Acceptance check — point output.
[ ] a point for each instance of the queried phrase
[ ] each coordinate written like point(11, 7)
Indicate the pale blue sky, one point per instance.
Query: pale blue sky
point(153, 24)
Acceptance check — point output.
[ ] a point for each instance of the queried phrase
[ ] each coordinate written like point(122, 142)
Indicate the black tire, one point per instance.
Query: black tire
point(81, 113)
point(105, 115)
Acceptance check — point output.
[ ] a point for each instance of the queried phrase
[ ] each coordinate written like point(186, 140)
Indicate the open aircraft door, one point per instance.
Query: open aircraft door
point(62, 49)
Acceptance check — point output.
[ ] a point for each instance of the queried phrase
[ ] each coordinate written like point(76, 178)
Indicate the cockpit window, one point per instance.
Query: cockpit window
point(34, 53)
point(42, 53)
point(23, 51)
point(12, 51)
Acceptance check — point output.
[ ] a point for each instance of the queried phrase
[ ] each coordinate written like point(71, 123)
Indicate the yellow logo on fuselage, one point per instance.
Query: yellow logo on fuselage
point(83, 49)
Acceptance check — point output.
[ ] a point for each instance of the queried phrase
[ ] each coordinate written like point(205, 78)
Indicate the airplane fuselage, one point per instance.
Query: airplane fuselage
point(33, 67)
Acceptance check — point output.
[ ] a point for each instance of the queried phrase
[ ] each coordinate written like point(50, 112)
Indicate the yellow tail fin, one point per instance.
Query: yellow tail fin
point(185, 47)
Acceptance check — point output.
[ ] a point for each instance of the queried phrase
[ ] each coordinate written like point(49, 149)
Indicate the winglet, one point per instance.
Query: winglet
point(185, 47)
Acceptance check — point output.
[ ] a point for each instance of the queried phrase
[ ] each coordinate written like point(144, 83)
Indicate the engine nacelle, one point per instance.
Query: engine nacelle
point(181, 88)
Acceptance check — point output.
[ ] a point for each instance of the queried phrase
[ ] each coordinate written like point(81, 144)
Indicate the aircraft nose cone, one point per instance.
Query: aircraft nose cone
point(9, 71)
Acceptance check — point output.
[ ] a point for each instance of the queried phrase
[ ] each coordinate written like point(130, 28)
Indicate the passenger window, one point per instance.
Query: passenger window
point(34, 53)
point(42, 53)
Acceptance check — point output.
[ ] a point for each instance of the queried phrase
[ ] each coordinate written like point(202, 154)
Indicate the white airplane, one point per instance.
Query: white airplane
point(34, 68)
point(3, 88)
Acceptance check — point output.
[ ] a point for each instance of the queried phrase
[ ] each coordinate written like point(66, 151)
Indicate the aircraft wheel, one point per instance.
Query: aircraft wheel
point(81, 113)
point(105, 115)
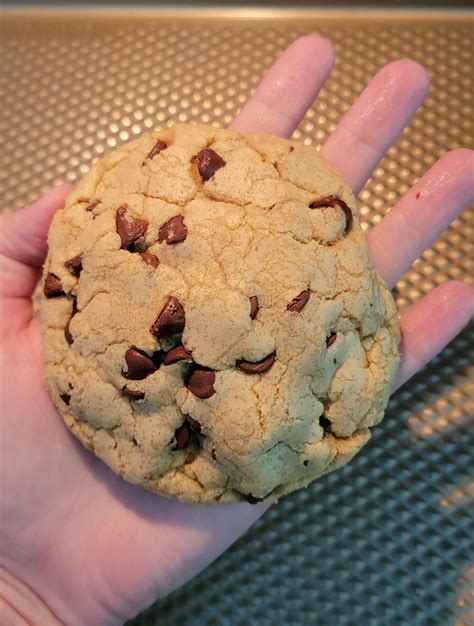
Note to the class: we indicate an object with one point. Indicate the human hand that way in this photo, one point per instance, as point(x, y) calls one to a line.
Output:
point(78, 544)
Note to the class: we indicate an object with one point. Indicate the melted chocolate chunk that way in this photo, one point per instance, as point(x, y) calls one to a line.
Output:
point(251, 499)
point(325, 424)
point(150, 259)
point(66, 398)
point(208, 162)
point(299, 302)
point(260, 367)
point(193, 424)
point(182, 436)
point(67, 331)
point(129, 229)
point(334, 201)
point(254, 307)
point(132, 394)
point(74, 265)
point(53, 286)
point(171, 320)
point(92, 205)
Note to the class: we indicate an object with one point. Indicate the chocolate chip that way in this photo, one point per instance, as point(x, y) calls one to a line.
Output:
point(193, 424)
point(299, 302)
point(182, 436)
point(129, 229)
point(334, 201)
point(252, 499)
point(179, 353)
point(201, 382)
point(157, 148)
point(254, 307)
point(208, 162)
point(139, 364)
point(133, 395)
point(53, 286)
point(67, 332)
point(258, 367)
point(150, 259)
point(74, 265)
point(65, 397)
point(171, 320)
point(325, 423)
point(157, 358)
point(173, 231)
point(92, 205)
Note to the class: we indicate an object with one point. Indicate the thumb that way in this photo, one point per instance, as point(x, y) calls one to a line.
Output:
point(23, 244)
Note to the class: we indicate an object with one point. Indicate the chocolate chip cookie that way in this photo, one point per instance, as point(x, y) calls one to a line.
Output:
point(214, 329)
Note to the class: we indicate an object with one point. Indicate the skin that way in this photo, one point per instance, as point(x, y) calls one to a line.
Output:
point(71, 529)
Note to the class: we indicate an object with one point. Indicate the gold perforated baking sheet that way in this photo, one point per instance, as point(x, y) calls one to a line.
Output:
point(387, 540)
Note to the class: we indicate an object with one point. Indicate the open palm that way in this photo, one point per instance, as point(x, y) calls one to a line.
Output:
point(71, 529)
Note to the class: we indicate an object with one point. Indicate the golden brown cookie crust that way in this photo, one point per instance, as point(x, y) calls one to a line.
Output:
point(213, 327)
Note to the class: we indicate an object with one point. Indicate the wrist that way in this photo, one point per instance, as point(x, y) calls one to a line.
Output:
point(20, 605)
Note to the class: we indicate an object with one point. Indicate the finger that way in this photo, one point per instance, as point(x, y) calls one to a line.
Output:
point(418, 219)
point(23, 233)
point(288, 89)
point(429, 325)
point(375, 120)
point(23, 243)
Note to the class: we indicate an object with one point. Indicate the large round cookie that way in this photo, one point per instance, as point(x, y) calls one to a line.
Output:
point(213, 327)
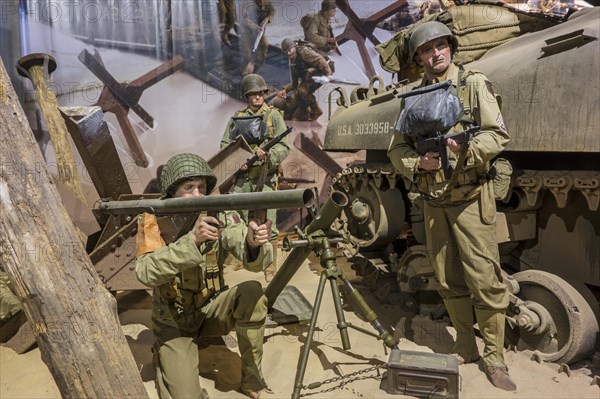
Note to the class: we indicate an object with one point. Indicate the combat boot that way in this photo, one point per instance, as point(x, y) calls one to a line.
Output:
point(491, 326)
point(499, 377)
point(461, 314)
point(250, 343)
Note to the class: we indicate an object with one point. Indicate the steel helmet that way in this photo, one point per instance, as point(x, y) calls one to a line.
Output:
point(184, 166)
point(287, 44)
point(426, 32)
point(253, 83)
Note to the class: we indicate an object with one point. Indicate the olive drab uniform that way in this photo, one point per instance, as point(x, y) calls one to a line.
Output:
point(272, 124)
point(306, 64)
point(190, 299)
point(459, 220)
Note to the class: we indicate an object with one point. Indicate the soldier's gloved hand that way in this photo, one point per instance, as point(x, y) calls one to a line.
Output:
point(205, 229)
point(257, 235)
point(430, 161)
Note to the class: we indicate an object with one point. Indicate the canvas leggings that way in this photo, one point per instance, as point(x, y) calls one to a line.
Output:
point(243, 308)
point(464, 254)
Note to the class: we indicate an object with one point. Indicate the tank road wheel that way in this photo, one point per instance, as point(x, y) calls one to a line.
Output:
point(567, 326)
point(374, 216)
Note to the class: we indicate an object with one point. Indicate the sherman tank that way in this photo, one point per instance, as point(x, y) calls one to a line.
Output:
point(548, 229)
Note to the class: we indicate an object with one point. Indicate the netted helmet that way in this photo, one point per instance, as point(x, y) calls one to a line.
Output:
point(287, 44)
point(327, 5)
point(184, 166)
point(253, 83)
point(426, 32)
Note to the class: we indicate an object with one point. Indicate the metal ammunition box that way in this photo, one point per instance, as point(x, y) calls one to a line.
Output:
point(422, 374)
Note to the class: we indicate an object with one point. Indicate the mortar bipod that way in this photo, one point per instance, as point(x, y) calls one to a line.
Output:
point(321, 244)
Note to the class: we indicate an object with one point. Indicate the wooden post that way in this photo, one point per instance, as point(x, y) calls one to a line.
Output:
point(38, 67)
point(73, 316)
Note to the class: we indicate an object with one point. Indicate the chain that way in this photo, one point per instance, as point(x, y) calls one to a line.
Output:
point(345, 379)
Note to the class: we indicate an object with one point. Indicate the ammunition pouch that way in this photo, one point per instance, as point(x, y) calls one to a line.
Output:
point(252, 128)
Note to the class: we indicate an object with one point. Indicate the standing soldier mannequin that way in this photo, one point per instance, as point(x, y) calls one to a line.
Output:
point(255, 17)
point(258, 123)
point(226, 19)
point(190, 298)
point(317, 28)
point(305, 63)
point(460, 211)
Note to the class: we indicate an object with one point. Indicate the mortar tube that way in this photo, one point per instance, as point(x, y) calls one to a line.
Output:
point(331, 209)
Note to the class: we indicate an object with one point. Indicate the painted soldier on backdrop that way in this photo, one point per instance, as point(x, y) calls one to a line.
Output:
point(255, 15)
point(317, 28)
point(297, 99)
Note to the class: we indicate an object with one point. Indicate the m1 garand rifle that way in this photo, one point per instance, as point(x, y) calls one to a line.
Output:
point(437, 143)
point(228, 183)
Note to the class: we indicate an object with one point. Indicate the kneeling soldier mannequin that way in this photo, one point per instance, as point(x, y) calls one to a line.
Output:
point(190, 298)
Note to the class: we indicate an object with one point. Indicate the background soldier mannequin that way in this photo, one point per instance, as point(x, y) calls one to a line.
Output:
point(317, 28)
point(270, 124)
point(255, 16)
point(459, 220)
point(305, 62)
point(190, 298)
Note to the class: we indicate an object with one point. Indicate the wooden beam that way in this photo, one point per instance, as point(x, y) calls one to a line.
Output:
point(73, 316)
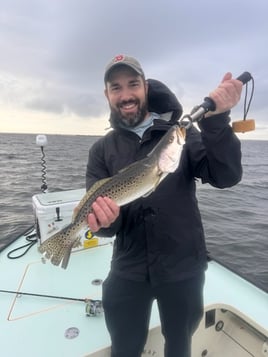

-------

Within the listing above, work out how many lines contain the string "wooden", and reply with that number only.

2